Q3 earnings find Apple and Google looking to the future for hardware rebounds

“5G is a once-in-a-decade kind of opportunity,” Tim Cook told the media during the Q&A portion of Apple’s Q3 earnings call. “And we could not be more excited to hit the market exactly when we did.”

The truth of the matter is its timing was a mixed bag. Apple was, by some accounts, late to 5G. By the time the company finally announced that it was adding the technology across its lineup of iPhone 12 variants, much of its competition had already beat the company to the punch. Of course, that’s not a huge surprise. Apple’s strategy is rarely a rush to be first.

5G networks are only really starting to come into their own now. Even today, there are still wide swaths of users who will have to default to an LTE connection the majority of the time they use their handsets. The arrival of 5G on the iPhone was really as much about future-proofing this year’s models as anything. Consumers are holding onto phones longer, and in the three or four years before it’s time for another upgrade, the 5G maps will look very different.

Clearly, the new iPhone didn’t hit the market exactly when Apple had hoped; the pandemic saw to that. Manufacturing bottlenecks in Asia delayed the iPhone 12’s launch by a month. That’s going to have an impact on the bottom line of your quarterly earnings. The company saw a 20% drop for the quarter, year-over-year. That’s hugely significant, causing the company’s stock to drop more than 4% in extended trading.

Apple’s diverse portfolio helped curb some of those revenue slides. While the pandemic has generally had a profound impact on consumer spending on “non-essentials,” changing where and how we work has helped bolster Mac and iPad sales, which were up 28% and 46%, respectively, year-over-year. It wasn’t enough to completely stop the iPhone stumble, but it certainly brings the importance of a diverse hardware portfolio into sharp relief.

China was a big issue for the company this time around — and the lack of a new, 5G-enabled iPhone was a big contributor. In greater China (including Taiwan and Hong Kong), the company saw a 28% drop in sales. There are a number of reasons to be hopeful about iPhone sales in Q4, however.

As I noted this morning, smartphone shipments were down almost across the board in China for Q3, per new figures from Canalys. Much of that can be chalked up to Huawei’s ongoing issues with the U.S. government. Long the dominant manufacturer in mainland China, the company has been hamstrung by, among other things, a ban on access to Android and other U.S.-made technologies. Apple’s numbers remained relatively steady compared to the competition and Huawei’s issues could present a big hole in the market. With 5G on its side, this next quarter could prove a banner year for the company.

Perhaps tellingly, hardware barely registered a blip in earnings from Amazon and Alphabet. Amazon spent a paragraph mentioning the slate of new Echo devices it recently announced, but didn’t go so far as breaking out figures. Alphabet’s own consumer hardware figures are filed in its broad “Other Revenue.” The category saw an increase from $4.05 to $5.48 billion (amid an extremely strong quarter for the company).

▶ **Supplied material**
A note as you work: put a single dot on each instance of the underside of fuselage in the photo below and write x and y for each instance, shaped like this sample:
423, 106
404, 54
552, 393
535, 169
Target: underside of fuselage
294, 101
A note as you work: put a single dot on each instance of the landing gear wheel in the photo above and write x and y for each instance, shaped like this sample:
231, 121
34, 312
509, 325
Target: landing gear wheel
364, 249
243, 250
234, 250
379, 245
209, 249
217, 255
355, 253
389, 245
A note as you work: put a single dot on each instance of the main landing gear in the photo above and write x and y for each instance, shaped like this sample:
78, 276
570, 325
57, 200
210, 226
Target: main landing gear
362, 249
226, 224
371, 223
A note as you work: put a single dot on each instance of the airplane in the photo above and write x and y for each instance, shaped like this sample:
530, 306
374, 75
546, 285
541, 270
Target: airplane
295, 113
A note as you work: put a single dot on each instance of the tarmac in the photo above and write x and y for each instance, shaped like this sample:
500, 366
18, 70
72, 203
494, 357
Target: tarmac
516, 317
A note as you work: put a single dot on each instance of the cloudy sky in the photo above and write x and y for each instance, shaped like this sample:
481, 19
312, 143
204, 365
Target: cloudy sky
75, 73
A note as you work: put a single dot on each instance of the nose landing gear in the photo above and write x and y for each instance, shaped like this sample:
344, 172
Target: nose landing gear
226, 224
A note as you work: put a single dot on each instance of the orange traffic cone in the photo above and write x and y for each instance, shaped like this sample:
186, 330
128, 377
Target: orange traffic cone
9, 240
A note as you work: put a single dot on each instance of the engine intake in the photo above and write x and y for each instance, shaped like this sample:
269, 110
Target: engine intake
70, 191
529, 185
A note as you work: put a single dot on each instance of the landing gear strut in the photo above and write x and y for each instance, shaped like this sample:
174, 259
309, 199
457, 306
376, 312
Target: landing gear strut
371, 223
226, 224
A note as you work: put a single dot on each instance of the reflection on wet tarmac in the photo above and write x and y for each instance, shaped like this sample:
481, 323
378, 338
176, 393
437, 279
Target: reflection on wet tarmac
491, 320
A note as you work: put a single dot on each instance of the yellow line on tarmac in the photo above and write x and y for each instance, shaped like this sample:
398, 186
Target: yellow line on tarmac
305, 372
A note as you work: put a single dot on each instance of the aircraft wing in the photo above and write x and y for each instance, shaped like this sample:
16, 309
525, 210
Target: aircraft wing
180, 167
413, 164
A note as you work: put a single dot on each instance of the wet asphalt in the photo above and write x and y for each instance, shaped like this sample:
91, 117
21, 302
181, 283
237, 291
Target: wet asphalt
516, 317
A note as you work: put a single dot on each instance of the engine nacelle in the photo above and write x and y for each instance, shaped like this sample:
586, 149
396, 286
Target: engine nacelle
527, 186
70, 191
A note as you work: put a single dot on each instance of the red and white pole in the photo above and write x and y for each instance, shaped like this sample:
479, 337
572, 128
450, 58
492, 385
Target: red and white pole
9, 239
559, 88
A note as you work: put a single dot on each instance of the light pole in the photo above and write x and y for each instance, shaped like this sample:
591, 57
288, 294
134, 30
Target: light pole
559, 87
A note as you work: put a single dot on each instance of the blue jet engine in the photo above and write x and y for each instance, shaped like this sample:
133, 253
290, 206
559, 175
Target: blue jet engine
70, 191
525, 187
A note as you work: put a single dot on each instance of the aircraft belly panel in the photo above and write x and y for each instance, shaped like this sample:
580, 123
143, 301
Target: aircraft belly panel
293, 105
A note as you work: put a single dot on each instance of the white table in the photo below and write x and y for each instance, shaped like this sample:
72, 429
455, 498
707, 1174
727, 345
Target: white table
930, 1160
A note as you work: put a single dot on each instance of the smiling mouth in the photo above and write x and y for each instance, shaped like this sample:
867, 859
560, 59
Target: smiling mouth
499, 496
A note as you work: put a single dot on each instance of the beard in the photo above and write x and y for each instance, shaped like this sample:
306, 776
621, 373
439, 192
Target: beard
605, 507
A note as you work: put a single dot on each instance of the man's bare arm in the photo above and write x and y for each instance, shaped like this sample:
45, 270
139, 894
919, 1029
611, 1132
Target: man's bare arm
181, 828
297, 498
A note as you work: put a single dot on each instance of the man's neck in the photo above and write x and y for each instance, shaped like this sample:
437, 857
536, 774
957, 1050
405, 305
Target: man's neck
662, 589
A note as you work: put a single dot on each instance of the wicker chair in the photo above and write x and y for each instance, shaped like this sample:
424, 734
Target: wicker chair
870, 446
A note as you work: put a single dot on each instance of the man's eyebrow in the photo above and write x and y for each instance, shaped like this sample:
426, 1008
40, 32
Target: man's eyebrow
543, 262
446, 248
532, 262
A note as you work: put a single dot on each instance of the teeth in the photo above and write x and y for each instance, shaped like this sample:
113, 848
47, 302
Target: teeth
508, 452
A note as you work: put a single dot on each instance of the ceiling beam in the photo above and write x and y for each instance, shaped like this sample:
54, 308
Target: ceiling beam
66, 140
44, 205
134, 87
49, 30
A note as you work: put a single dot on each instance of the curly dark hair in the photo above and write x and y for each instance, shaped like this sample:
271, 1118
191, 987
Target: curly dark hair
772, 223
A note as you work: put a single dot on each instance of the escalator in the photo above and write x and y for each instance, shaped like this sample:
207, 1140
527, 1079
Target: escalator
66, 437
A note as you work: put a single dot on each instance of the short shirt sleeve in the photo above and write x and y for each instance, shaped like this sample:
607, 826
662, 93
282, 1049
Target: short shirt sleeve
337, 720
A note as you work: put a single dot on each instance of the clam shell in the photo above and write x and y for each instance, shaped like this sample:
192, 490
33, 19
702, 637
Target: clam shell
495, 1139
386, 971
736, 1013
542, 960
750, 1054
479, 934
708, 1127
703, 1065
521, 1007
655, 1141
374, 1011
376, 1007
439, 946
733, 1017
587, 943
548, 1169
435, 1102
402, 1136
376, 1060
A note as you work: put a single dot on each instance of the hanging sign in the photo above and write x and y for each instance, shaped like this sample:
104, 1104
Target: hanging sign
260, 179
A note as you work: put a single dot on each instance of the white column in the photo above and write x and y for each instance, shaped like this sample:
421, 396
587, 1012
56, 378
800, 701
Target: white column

▶ **Work item**
In the earnings article, rewrite the paragraph beginning "Apple's diverse portfolio helped curb" as a short list that keeps its main facts.

▶ **Exercise answer**
- Apple's diverse range of products helped limit some of its revenue losses.
- The pandemic has broadly cut consumer spending on "non-essentials."
- Changes in where and how people work boosted Mac and iPad sales, up 28% and 46% year-over-year.
- This didn't fully make up for the iPhone's stumble, but it shows how important a diverse hardware lineup is.